**EXERCISE**
Starting at the line that holds "Would you mind marking the smiling", copy every line exactly through the end of the data, and no others.

**DATA PROVIDED**
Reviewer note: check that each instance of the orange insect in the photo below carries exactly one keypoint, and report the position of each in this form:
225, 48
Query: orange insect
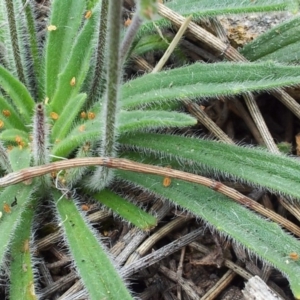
294, 256
85, 207
51, 28
54, 115
83, 115
25, 247
81, 128
88, 14
167, 181
6, 208
6, 113
127, 22
91, 115
73, 81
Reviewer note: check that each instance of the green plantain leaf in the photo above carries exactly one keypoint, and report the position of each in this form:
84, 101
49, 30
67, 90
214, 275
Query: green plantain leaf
126, 210
66, 16
10, 117
140, 119
258, 167
21, 267
10, 220
207, 80
264, 238
203, 8
70, 78
97, 272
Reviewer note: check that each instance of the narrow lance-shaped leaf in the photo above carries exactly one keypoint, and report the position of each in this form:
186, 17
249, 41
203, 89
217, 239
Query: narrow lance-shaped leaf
126, 210
258, 167
65, 21
264, 238
207, 80
18, 94
21, 268
97, 272
12, 217
70, 78
204, 8
278, 44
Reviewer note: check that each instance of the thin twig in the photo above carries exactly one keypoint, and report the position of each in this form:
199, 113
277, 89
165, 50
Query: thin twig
128, 165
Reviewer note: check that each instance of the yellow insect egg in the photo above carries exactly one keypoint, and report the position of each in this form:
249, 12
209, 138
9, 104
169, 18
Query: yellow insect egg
18, 139
83, 115
54, 115
73, 81
6, 208
25, 246
6, 113
294, 256
91, 115
167, 181
81, 128
88, 14
51, 28
127, 22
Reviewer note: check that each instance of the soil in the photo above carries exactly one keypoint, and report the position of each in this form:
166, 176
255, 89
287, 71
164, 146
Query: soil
204, 269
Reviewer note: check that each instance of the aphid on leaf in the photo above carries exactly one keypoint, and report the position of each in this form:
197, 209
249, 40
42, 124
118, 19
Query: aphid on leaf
294, 256
54, 115
15, 202
73, 81
6, 208
85, 207
81, 128
51, 28
127, 22
18, 139
91, 115
88, 14
6, 113
167, 181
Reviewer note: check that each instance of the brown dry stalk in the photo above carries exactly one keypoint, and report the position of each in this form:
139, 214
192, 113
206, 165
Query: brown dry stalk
128, 165
232, 54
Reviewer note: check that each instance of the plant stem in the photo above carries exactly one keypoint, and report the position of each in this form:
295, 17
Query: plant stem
96, 87
130, 35
128, 165
14, 39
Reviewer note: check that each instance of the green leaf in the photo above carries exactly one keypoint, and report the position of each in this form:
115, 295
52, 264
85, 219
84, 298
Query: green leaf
70, 78
140, 119
19, 158
10, 135
207, 80
264, 238
126, 210
97, 272
18, 94
12, 120
10, 221
21, 268
66, 16
204, 8
278, 44
257, 167
66, 119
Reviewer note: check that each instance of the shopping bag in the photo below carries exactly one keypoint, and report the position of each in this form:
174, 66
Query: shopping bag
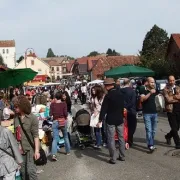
94, 121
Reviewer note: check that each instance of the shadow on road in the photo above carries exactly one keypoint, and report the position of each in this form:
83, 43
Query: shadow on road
90, 152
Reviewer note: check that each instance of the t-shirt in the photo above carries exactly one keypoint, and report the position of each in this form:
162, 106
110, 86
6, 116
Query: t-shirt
149, 106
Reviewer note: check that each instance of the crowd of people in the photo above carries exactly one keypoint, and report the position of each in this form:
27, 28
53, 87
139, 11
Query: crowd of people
107, 105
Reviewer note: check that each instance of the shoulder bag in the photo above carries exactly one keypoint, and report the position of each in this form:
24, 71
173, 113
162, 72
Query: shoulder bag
42, 159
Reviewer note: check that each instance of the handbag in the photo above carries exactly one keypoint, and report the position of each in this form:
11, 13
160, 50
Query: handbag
62, 122
42, 159
94, 121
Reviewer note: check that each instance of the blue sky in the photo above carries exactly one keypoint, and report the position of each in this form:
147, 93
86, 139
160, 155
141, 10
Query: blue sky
77, 27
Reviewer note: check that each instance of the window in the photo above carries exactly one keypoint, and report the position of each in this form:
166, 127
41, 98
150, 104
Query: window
32, 62
64, 70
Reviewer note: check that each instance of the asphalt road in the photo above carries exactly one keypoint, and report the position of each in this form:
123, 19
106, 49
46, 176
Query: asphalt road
91, 164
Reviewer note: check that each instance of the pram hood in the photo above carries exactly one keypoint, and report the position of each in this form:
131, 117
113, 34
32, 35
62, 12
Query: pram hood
82, 118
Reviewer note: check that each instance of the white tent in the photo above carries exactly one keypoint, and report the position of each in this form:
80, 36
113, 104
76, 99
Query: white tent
78, 82
97, 81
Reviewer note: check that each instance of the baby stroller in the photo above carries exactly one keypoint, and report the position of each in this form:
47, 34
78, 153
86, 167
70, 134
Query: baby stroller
82, 128
125, 131
47, 128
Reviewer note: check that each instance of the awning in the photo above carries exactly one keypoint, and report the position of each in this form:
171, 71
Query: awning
40, 78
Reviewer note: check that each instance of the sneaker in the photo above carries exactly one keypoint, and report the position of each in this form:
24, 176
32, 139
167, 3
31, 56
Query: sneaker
151, 148
112, 162
104, 145
54, 158
168, 140
121, 158
177, 146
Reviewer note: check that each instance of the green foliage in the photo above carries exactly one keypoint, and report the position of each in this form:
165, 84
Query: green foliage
20, 59
50, 53
109, 52
1, 60
113, 52
154, 51
93, 53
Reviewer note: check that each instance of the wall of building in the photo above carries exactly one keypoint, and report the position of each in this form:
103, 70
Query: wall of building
9, 56
59, 71
36, 65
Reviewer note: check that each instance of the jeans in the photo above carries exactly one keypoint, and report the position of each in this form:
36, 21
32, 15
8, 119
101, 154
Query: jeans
111, 141
55, 128
28, 168
150, 121
98, 136
10, 176
174, 122
132, 123
104, 132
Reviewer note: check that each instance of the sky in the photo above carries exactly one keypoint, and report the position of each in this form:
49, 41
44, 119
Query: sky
77, 27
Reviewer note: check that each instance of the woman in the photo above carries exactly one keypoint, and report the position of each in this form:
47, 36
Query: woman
97, 96
66, 98
10, 157
26, 124
58, 110
7, 112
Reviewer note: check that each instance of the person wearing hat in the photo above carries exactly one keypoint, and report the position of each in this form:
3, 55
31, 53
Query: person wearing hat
113, 109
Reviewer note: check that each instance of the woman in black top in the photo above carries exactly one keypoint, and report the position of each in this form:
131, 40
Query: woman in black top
66, 98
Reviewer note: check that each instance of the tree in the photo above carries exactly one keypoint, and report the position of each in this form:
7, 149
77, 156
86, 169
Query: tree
20, 59
154, 51
93, 53
50, 53
1, 60
109, 52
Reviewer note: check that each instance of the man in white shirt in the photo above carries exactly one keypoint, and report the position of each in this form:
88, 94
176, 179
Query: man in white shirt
84, 93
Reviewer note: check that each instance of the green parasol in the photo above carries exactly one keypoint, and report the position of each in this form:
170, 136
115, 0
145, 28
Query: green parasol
129, 71
15, 77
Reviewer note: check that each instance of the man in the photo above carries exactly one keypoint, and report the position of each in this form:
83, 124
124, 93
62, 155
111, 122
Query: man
118, 83
130, 105
84, 93
149, 112
30, 124
10, 157
172, 99
113, 108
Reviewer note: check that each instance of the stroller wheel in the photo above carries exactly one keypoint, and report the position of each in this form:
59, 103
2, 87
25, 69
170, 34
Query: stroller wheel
82, 147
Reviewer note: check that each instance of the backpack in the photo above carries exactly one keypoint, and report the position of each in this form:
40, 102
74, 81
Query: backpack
2, 105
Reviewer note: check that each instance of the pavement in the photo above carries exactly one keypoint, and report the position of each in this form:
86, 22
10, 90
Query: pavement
91, 164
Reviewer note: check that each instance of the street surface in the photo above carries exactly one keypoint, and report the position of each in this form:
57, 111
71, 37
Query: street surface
91, 164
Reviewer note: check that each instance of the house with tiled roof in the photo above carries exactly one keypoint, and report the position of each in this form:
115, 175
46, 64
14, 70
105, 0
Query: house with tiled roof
173, 53
8, 52
108, 62
36, 64
58, 66
94, 67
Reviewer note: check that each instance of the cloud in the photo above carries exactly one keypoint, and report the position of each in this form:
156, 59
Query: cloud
78, 27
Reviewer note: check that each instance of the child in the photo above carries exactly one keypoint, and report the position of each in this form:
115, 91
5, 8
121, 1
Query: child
75, 96
7, 112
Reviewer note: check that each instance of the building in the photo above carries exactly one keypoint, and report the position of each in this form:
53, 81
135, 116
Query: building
108, 62
8, 52
94, 67
36, 64
58, 67
173, 54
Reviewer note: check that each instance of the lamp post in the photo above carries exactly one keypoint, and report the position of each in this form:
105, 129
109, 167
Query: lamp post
26, 55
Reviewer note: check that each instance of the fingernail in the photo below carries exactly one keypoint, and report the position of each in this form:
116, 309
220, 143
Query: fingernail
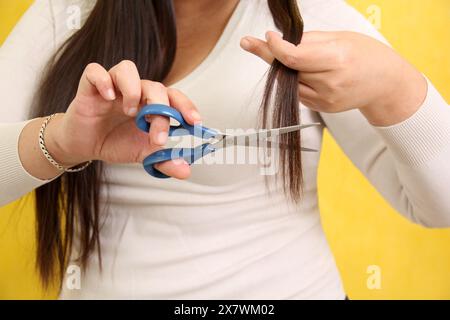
179, 161
111, 94
196, 116
245, 44
132, 112
161, 138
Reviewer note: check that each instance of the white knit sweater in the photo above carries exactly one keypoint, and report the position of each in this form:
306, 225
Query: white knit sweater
221, 234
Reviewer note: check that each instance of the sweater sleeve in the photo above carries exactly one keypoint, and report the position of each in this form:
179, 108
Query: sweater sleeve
15, 180
408, 163
23, 57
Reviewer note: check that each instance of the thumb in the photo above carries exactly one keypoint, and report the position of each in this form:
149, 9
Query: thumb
257, 47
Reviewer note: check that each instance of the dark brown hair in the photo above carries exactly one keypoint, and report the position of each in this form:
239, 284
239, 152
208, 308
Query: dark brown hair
143, 31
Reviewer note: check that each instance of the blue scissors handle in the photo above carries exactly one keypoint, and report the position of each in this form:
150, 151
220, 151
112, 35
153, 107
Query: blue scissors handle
189, 154
182, 129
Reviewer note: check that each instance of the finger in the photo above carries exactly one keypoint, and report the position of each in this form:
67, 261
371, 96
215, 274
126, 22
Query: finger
318, 36
257, 47
156, 93
183, 104
96, 79
177, 168
308, 57
127, 80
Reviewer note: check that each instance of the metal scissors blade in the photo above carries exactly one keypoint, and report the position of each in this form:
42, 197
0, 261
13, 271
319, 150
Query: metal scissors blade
261, 138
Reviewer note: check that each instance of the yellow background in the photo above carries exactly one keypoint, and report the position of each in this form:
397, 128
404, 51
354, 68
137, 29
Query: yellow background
362, 229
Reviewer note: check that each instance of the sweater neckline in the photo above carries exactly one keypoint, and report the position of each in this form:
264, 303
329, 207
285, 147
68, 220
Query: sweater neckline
215, 53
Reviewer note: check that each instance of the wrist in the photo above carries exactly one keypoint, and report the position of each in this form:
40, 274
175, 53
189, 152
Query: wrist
408, 91
54, 145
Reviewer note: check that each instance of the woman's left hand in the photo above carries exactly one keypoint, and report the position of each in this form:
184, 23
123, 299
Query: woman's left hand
339, 71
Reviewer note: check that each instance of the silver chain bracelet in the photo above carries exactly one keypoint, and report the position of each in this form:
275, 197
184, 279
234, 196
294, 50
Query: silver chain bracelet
47, 154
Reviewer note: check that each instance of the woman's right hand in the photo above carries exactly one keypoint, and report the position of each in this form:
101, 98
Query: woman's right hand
99, 123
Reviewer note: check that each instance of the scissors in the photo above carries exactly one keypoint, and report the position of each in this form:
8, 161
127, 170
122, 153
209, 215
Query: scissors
216, 139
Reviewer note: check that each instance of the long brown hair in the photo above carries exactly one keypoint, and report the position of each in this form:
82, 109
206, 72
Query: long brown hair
71, 202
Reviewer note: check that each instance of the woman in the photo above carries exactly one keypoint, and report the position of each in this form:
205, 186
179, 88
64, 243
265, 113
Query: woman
220, 233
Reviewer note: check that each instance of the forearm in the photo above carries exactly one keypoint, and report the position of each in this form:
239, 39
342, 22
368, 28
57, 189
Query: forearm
407, 94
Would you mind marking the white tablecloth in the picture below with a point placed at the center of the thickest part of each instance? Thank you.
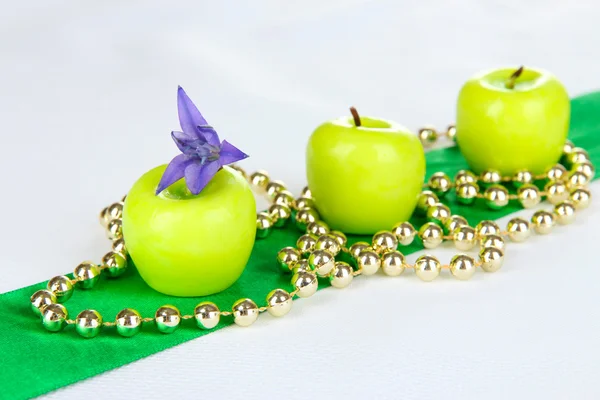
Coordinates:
(87, 102)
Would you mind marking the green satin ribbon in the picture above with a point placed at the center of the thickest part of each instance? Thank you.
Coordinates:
(34, 361)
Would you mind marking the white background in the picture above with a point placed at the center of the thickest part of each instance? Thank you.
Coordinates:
(87, 101)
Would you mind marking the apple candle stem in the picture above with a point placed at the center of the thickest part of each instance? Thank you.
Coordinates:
(510, 83)
(356, 117)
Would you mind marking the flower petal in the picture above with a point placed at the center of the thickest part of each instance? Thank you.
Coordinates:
(230, 154)
(209, 134)
(189, 116)
(174, 172)
(197, 175)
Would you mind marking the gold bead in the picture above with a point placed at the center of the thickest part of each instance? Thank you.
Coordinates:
(431, 235)
(518, 229)
(467, 192)
(565, 212)
(438, 213)
(487, 227)
(62, 288)
(392, 263)
(496, 197)
(167, 319)
(404, 232)
(384, 241)
(581, 198)
(358, 248)
(301, 265)
(306, 243)
(340, 237)
(341, 275)
(280, 214)
(521, 178)
(576, 156)
(245, 312)
(451, 132)
(286, 257)
(119, 246)
(427, 268)
(128, 322)
(114, 229)
(207, 315)
(115, 264)
(425, 200)
(440, 184)
(462, 266)
(284, 197)
(568, 147)
(306, 192)
(328, 243)
(41, 299)
(264, 222)
(464, 176)
(304, 202)
(368, 262)
(492, 241)
(454, 222)
(87, 274)
(88, 323)
(114, 211)
(305, 217)
(542, 221)
(577, 179)
(529, 196)
(587, 168)
(464, 238)
(428, 135)
(279, 302)
(306, 283)
(556, 173)
(317, 228)
(260, 179)
(322, 262)
(556, 192)
(490, 177)
(491, 259)
(274, 187)
(239, 169)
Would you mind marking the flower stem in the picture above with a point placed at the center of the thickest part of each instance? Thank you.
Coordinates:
(356, 117)
(510, 83)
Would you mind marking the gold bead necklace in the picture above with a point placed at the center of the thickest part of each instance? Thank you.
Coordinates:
(317, 248)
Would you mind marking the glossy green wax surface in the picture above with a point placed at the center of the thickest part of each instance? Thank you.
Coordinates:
(186, 245)
(364, 179)
(512, 129)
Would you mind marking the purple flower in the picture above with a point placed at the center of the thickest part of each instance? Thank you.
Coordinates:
(203, 154)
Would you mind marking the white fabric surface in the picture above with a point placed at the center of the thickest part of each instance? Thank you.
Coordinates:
(87, 102)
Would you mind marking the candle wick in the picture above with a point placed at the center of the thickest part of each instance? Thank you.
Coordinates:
(355, 115)
(510, 83)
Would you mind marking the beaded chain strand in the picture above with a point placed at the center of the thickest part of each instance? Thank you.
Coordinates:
(318, 247)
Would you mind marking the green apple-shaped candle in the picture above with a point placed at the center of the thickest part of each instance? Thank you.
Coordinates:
(365, 174)
(512, 119)
(190, 226)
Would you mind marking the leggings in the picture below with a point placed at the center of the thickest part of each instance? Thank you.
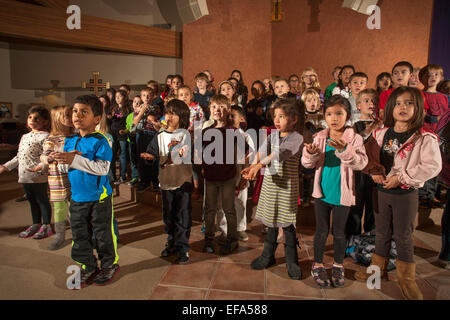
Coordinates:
(37, 195)
(60, 210)
(340, 214)
(445, 251)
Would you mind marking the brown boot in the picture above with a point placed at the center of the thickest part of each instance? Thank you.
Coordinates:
(406, 274)
(58, 242)
(382, 263)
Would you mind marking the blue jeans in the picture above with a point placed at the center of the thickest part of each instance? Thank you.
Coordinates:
(120, 146)
(41, 210)
(133, 158)
(445, 251)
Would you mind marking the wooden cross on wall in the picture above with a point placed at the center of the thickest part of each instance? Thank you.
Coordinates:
(277, 11)
(96, 84)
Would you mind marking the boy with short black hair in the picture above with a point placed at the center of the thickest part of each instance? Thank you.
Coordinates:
(202, 96)
(358, 82)
(401, 73)
(431, 75)
(87, 157)
(367, 104)
(329, 89)
(146, 125)
(158, 101)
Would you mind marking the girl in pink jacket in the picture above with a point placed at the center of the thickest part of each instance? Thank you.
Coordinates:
(335, 153)
(402, 156)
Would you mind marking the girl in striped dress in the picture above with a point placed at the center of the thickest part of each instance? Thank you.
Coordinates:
(278, 203)
(58, 182)
(334, 153)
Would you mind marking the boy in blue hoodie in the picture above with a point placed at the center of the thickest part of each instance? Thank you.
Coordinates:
(87, 157)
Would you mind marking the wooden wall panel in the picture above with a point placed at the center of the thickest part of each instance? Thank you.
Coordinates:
(48, 24)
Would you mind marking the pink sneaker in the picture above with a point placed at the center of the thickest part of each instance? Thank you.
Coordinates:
(30, 231)
(44, 232)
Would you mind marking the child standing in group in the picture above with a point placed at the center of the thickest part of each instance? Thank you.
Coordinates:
(177, 81)
(358, 82)
(146, 126)
(401, 73)
(256, 109)
(228, 89)
(118, 131)
(430, 76)
(314, 122)
(185, 94)
(414, 80)
(240, 200)
(294, 83)
(278, 202)
(335, 153)
(383, 82)
(309, 79)
(367, 104)
(330, 88)
(58, 181)
(220, 176)
(175, 177)
(87, 157)
(202, 96)
(197, 117)
(132, 150)
(241, 88)
(344, 79)
(403, 155)
(35, 184)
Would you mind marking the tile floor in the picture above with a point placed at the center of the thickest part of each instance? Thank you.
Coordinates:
(215, 277)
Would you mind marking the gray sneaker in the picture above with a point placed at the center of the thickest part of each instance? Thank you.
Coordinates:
(229, 247)
(243, 236)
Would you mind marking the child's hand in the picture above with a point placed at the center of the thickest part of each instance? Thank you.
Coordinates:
(242, 184)
(51, 157)
(157, 125)
(35, 169)
(376, 124)
(183, 151)
(147, 156)
(66, 157)
(378, 178)
(391, 183)
(312, 148)
(144, 109)
(339, 145)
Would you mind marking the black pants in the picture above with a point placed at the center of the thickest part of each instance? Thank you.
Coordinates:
(340, 215)
(148, 171)
(363, 191)
(87, 218)
(176, 208)
(37, 196)
(428, 191)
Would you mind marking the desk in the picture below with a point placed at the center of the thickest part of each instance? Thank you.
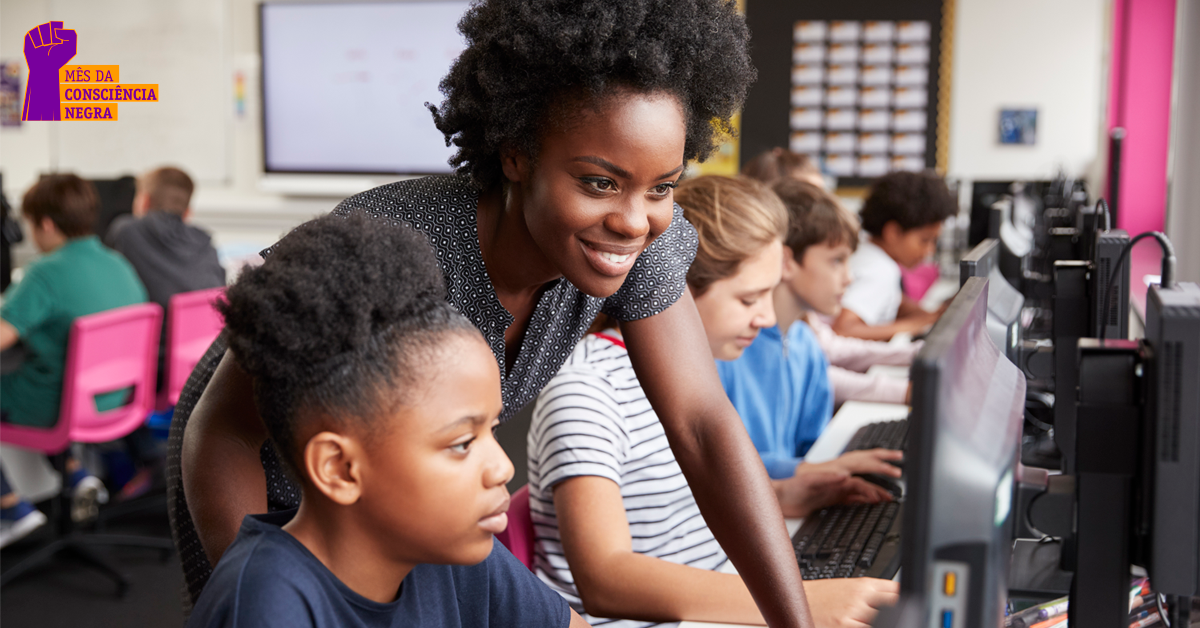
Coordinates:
(852, 416)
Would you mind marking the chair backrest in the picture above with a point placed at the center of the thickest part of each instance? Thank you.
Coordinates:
(519, 537)
(108, 351)
(192, 324)
(111, 351)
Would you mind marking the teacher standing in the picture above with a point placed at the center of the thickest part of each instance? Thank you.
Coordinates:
(573, 121)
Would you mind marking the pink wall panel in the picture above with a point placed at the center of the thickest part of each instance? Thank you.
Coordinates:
(1140, 101)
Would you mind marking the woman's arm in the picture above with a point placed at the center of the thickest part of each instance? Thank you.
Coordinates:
(222, 472)
(613, 581)
(673, 363)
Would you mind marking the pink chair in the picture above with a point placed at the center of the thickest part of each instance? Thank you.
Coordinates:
(106, 352)
(519, 536)
(918, 280)
(192, 324)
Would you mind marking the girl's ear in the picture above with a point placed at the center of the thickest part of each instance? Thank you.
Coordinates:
(334, 464)
(790, 264)
(515, 165)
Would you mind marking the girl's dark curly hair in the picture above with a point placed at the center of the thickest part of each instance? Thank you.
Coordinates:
(336, 324)
(525, 57)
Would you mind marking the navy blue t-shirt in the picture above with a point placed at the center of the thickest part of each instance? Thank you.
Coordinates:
(268, 578)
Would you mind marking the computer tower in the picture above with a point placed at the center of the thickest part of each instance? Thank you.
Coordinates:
(1107, 247)
(1173, 334)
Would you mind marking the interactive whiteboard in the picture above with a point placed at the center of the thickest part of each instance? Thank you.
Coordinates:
(345, 85)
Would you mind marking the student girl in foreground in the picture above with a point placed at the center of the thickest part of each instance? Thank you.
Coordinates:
(618, 530)
(574, 120)
(383, 410)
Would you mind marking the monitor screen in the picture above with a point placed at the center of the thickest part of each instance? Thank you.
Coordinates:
(345, 85)
(1005, 301)
(967, 406)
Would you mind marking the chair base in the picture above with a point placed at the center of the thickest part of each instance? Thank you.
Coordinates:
(82, 548)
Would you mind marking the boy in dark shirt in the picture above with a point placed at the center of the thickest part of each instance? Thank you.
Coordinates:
(381, 400)
(169, 255)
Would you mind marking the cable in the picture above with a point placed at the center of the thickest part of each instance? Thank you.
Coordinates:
(1108, 216)
(1168, 270)
(1162, 612)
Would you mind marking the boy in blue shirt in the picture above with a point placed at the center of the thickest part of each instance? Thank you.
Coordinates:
(381, 399)
(780, 384)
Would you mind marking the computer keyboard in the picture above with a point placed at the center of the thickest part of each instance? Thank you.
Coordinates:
(887, 435)
(863, 539)
(850, 542)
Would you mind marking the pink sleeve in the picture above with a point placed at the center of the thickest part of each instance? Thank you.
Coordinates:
(850, 386)
(858, 354)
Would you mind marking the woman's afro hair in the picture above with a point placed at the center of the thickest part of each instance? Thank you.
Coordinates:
(335, 321)
(525, 57)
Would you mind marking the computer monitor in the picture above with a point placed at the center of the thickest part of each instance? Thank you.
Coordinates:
(983, 196)
(1005, 303)
(964, 446)
(1137, 477)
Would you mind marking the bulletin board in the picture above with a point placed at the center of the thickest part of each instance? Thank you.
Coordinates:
(862, 85)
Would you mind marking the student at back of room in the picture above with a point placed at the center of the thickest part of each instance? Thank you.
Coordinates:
(618, 530)
(901, 219)
(169, 255)
(384, 410)
(821, 239)
(75, 276)
(779, 163)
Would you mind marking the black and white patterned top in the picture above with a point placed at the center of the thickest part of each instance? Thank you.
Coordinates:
(444, 208)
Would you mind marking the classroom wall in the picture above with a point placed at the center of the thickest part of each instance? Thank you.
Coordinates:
(1183, 193)
(1140, 102)
(1018, 52)
(1027, 53)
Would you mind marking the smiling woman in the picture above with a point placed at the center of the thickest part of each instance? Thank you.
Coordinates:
(573, 121)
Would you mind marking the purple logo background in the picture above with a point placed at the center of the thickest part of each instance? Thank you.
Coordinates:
(48, 47)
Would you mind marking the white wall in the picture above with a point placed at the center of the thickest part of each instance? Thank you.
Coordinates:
(1183, 195)
(1029, 53)
(192, 48)
(1007, 53)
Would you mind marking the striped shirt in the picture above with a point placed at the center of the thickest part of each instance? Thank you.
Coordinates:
(594, 419)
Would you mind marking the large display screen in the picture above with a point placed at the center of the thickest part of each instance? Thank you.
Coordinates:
(345, 85)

**ANSWER TO THE PROBLEM**
Would you mind marking the smiling woman in the picture above with a point placed at the center of the thickest part of each instance? Thank you.
Coordinates:
(573, 121)
Would you mind marking the purple logo background in the picture above with a point placed at the center of the thickest part of each instance? Thank you.
Coordinates:
(48, 47)
Would you mind marking the white wall in the picture above with a point placed at the center of the thickest part of each instance? Thank you.
Coordinates:
(1183, 195)
(1029, 53)
(192, 48)
(1007, 53)
Would you mind marking the striped shirt in the picture above with a point placed at the center of the thickest part of each instance? Thank you.
Coordinates:
(594, 419)
Would you mind marking the large display screen in the picture above with a point placed at the center of the thickest part of each instance? Thank you.
Coordinates:
(345, 85)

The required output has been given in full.